> What to work on
Put the lines of the entries into a JSON list of strings, one string per line and no blank lines. Begin at the line that has "mask correct it." and stop after the line that has "rough mask: <svg".

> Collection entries
****************

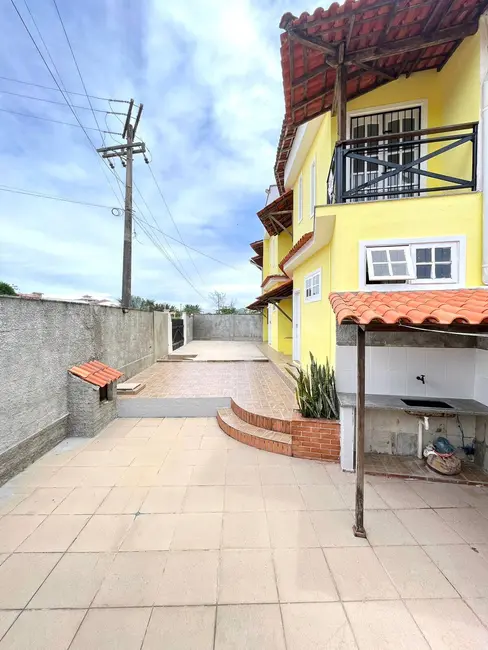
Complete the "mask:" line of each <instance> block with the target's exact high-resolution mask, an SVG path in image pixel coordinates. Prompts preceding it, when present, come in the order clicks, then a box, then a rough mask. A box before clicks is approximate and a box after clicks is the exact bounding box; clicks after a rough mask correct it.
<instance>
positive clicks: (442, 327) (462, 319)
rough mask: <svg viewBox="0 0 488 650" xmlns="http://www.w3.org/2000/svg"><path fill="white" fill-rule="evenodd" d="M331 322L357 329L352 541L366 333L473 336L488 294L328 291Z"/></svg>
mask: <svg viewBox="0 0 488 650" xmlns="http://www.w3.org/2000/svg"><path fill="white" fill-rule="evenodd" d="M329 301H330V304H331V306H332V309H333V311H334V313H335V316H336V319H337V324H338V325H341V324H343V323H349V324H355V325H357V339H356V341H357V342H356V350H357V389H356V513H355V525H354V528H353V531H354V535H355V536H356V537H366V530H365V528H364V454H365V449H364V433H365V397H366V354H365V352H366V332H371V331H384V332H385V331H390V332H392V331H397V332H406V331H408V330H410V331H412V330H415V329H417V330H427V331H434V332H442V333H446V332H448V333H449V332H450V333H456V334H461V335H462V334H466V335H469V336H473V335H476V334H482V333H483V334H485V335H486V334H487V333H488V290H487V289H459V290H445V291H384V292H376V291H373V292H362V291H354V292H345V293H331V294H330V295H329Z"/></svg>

****************

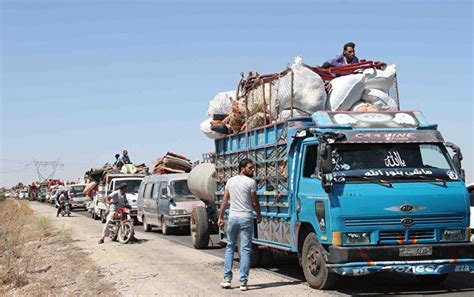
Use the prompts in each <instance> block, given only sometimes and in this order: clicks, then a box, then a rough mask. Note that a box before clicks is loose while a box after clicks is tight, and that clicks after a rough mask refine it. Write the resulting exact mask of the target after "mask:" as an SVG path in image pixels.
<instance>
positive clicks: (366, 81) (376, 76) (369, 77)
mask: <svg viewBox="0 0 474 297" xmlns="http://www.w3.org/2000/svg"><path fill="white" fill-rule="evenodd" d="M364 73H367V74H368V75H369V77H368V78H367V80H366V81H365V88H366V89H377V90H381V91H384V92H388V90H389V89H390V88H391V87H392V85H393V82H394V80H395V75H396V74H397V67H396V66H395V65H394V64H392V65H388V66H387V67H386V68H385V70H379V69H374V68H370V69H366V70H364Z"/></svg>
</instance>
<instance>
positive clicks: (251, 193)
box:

****************

> Exercise output
[
  "Complete the \"mask:\" line of each <instance> block with the target's exact high-resolution mask, an SVG path in image pixel coordinates. Prompts preceding it, when present, come in the order clicks, then a box, then a rough mask. A box before clicks is approximate and a box after clicks is the exact bounding box; clicks after a rough mask correct it.",
  "<instance>",
  "positive clicks: (442, 327) (462, 319)",
  "rough mask: <svg viewBox=\"0 0 488 650\" xmlns=\"http://www.w3.org/2000/svg\"><path fill=\"white\" fill-rule=\"evenodd\" d=\"M331 322L357 329L352 541L366 333L473 336L488 294L328 291Z\"/></svg>"
]